== Постановка задачи ==
Перепишите часть отрывка об отчуждении взрослых детей, которая открывается словами «Купить и скачать» и завершается словами «условия их взаимоотношений.», переименовав «бизнесменом-девелопером» в «бизнесменом-застройщиком».

== Фрагмент страницы ==
-----

Купить и скачать полную версию книги в форматах FB2, ePub, MOBI, TXT, HTML, RTF и других

Глава 1

Можно ли спасти отношения со своим отчужденным ребенком?

Порой родители почти не виноваты в ситуации отчуждения. А иногда и очень сильно виноваты…

Ральф хотел, чтобы я помог ему помириться с сыном, но мой совет ему вовсе не понравился. Он не верил, что во мнении о нем его сына, каким бы резким оно ни было, может содержаться хоть доля правды. На самом деле я думал, что оценка его сына была более чем верной: Ральф был грубым, эгоцентричным бизнесменом-девелопером, слишком серьезно воспринимающим себя. Он ожидал от сына совершенно нереального уровня благодарности и почтения. Особую проблему создавала непоколебимая вера Ральфа в то, что финансовая помощь сыну дает ему право диктовать условия их взаимоотношений.

Фрэнк рассказал мне, что рос, постоянно ощущая контроль и доминирование отца. Среди прочего Ральф критиковал желание Фрэнка получить степень бакалавра гуманитарных наук; он пригрозил прекратить платить за учебу Фрэнка в колледже, если тот не будет обучаться чему-то практическому, что помогло бы, как он выразился, «действительно прокормить семью». По характеру Фрэнк был больше похож на свою мать — начитанный, замкнутый, увлеченный искусством. В конце концов он получил степень бакалавра в области бизнеса, но вскоре вернулся к учебе, чтобы получить степень магистра филологии. Он упорно трудился на сеансах психотерапии, чтобы противостоять требованиям отца относительно своего личного времени. Он также дал понять отцу, что ни за что не собирается сдавать ни пяди этой с таким трудом завоеванной территории.

Во время моей первой встречи с Фрэнком он описал чувство близости к матери, но постоянное разочарование в отце. Однако, только начав посещать сеансы психотерапии, он связал чувство собственной неполноценности со своими отношениями с отцом: «Я просто не хочу больше жить с таким чувством. Это отстой. Я больше не хочу, чтобы он так со мной обращался. Я чувствую себя гораздо менее напряженным с тех пор, как прервал с ним контакт. У меня хорошие отношения с мамой, но она почти всегда делает то, что он говорит. Вы встречались с моим отцом, так что, вероятно, вы это понимаете».

Я это понимал.

Моя работа с отчужденными семьями обычно длится от двух до пяти сеансов. В большинстве случаев родители обращаются ко мне, потому что не общаются со своим взрослым ребенком и хотят найти способ достичь примирения. На нашей первой встрече я спрашиваю об истории их собственного детства, чтобы узнать об опыте, который они, возможно, повторяют, или о том, что продолжает на них влиять. Я также тщательно изучаю историю развития их взрослого ребенка, спрашиваю об успеваемости, вредных привычках, психических проблемах и темпераменте. Хотя я не ожидаю, что родители способны ставить диагнозы, я стремлюсь получить представление о том, как они понимают сильные и слабые стороны своего ребенка, его темперамент, уровень проницательности и саморефлексии.

-----

== Строки из набора данных для указания точек ==
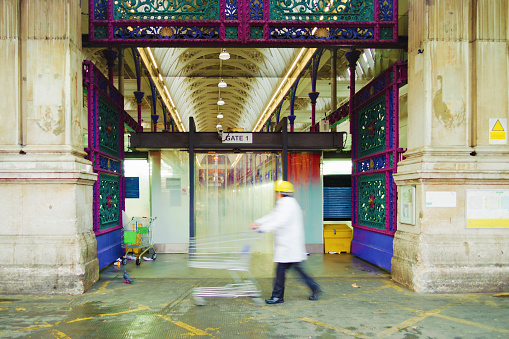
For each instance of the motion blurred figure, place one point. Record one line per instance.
(286, 221)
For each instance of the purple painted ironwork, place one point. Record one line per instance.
(374, 167)
(110, 56)
(108, 164)
(293, 95)
(275, 23)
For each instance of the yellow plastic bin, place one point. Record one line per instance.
(337, 238)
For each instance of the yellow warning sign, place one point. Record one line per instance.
(498, 131)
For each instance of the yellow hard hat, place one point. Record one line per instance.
(283, 186)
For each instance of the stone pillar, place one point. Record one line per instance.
(47, 244)
(457, 81)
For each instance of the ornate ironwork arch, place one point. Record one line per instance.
(243, 22)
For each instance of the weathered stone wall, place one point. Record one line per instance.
(458, 80)
(46, 240)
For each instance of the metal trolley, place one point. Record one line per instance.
(137, 236)
(230, 252)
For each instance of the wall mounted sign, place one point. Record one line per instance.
(407, 205)
(440, 199)
(237, 138)
(487, 208)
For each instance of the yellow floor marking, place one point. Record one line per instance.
(337, 329)
(422, 316)
(188, 327)
(109, 314)
(103, 286)
(57, 334)
(393, 285)
(124, 312)
(402, 325)
(79, 319)
(472, 323)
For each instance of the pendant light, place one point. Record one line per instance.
(224, 55)
(222, 84)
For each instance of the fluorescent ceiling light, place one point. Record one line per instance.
(224, 55)
(222, 84)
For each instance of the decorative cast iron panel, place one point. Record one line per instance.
(105, 147)
(375, 151)
(255, 23)
(372, 127)
(339, 10)
(372, 201)
(108, 127)
(109, 201)
(165, 10)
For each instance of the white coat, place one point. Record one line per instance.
(285, 220)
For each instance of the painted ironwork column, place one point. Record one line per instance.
(121, 70)
(352, 58)
(192, 130)
(110, 56)
(292, 116)
(313, 96)
(154, 115)
(165, 112)
(333, 76)
(315, 62)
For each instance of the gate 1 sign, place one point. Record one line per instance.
(237, 138)
(407, 214)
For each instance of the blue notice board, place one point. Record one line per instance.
(132, 187)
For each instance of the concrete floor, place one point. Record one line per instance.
(159, 304)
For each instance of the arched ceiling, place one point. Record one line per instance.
(192, 76)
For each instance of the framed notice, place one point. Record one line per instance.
(488, 208)
(407, 205)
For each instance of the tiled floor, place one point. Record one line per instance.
(359, 301)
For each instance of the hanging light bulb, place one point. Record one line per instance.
(224, 55)
(222, 84)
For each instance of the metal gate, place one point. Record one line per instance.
(375, 153)
(106, 152)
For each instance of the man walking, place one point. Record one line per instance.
(286, 221)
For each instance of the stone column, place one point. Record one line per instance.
(47, 244)
(457, 81)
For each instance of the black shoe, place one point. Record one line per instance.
(316, 293)
(274, 300)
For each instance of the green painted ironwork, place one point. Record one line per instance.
(232, 33)
(305, 10)
(372, 201)
(108, 127)
(256, 32)
(372, 127)
(109, 201)
(386, 33)
(166, 10)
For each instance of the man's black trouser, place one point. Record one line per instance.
(279, 281)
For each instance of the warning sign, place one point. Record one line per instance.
(498, 131)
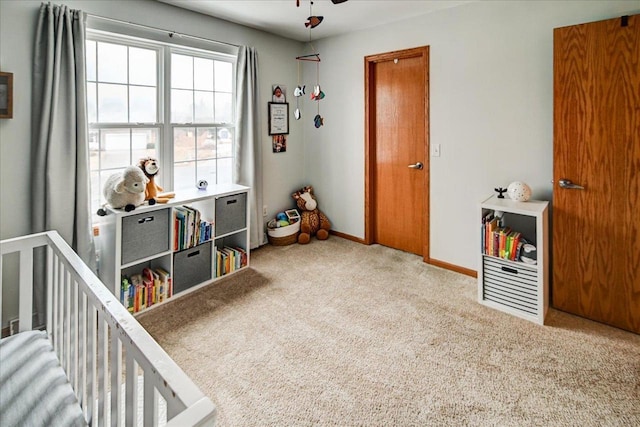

-----

== Письменный ответ ==
Купить и скачать полную версию книги в форматах FB2, ePub, MOBI, TXT, HTML, RTF и других

Глава 1

Можно ли спасти отношения со своим отчужденным ребенком?

Порой родители почти не виноваты в ситуации отчуждения. А иногда и очень сильно виноваты…

Ральф хотел, чтобы я помог ему помириться с сыном, но мой совет ему вовсе не понравился. Он не верил, что во мнении о нем его сына, каким бы резким оно ни было, может содержаться хоть доля правды. На самом деле я думал, что оценка его сына была более чем верной: Ральф был грубым, эгоцентричным бизнесменом-застройщиком, слишком серьезно воспринимающим себя. Он ожидал от сына совершенно нереального уровня благодарности и почтения. Особую проблему создавала непоколебимая вера Ральфа в то, что финансовая помощь сыну дает ему право диктовать условия их взаимоотношений.